# START OF Records for the exercise

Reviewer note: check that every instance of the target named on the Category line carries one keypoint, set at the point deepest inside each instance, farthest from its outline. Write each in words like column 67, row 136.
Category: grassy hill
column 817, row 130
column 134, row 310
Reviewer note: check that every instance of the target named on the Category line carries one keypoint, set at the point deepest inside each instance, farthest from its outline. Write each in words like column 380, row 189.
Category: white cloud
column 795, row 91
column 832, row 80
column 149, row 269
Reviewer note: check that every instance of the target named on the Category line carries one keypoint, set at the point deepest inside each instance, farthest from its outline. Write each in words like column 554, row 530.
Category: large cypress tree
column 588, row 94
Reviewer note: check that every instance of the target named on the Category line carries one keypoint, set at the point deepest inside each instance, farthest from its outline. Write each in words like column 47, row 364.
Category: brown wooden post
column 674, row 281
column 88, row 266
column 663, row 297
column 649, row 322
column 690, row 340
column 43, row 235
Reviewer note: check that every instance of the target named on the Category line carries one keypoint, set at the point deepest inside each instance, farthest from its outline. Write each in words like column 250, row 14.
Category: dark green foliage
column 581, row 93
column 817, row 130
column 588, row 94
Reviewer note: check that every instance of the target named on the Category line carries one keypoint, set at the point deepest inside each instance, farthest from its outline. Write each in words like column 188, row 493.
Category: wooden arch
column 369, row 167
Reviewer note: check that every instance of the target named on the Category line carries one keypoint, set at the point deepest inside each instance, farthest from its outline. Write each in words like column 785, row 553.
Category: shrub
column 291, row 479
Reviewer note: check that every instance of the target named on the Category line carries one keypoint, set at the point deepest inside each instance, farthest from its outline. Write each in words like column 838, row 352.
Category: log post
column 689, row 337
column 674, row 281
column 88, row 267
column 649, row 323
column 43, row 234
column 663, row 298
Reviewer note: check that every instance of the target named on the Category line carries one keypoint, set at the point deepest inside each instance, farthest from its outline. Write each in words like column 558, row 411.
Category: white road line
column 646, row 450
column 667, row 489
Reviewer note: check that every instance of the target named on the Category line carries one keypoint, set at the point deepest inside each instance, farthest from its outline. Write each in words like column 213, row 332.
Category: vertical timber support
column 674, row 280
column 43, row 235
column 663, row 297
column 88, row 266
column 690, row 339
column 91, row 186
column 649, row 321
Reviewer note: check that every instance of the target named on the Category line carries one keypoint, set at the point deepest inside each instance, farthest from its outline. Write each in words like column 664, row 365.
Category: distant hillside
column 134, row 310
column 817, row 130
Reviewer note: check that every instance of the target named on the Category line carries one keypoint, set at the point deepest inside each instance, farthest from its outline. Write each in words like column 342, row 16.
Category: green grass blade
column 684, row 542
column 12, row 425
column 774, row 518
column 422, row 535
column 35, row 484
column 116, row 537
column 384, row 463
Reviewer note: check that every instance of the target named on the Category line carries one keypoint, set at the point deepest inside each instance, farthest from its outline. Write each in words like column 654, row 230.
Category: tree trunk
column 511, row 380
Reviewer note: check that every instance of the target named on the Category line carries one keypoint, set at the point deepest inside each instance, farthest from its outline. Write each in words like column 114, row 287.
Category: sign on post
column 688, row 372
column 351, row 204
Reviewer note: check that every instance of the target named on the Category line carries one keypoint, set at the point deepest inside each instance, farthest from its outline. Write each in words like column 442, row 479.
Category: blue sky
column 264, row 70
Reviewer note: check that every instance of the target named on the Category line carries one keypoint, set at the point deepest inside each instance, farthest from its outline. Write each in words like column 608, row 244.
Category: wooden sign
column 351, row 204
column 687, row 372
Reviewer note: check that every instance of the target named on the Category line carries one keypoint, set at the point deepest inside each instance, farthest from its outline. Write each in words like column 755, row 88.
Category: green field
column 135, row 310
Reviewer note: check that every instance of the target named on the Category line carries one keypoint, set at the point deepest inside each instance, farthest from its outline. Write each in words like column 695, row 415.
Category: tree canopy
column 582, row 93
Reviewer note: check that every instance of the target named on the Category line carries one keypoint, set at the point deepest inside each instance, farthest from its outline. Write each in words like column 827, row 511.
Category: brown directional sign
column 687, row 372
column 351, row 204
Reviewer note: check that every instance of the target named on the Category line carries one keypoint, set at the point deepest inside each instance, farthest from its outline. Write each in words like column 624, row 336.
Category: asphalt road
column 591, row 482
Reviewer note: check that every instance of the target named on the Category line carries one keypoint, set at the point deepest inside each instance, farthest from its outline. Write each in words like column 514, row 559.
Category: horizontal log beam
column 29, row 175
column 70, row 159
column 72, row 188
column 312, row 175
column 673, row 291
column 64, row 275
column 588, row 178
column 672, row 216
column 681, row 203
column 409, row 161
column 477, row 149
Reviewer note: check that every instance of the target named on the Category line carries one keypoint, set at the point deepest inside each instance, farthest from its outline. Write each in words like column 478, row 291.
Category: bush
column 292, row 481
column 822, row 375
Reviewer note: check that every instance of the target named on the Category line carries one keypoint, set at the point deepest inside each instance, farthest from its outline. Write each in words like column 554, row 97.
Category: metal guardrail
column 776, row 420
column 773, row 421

# END OF Records for the exercise

What is expected: In the stretch from the line that contains "478, row 291." through the line that contains "column 822, row 375", swap "keypoint" for "marker" and write out those lines again with everything else unchanged.

The response:
Reviewer note: check that every instance of the target named on the Category line carries one marker, set at the point deepest inside each instance, farthest from its outline. Write each in words like column 478, row 291.
Category: bush
column 292, row 481
column 822, row 375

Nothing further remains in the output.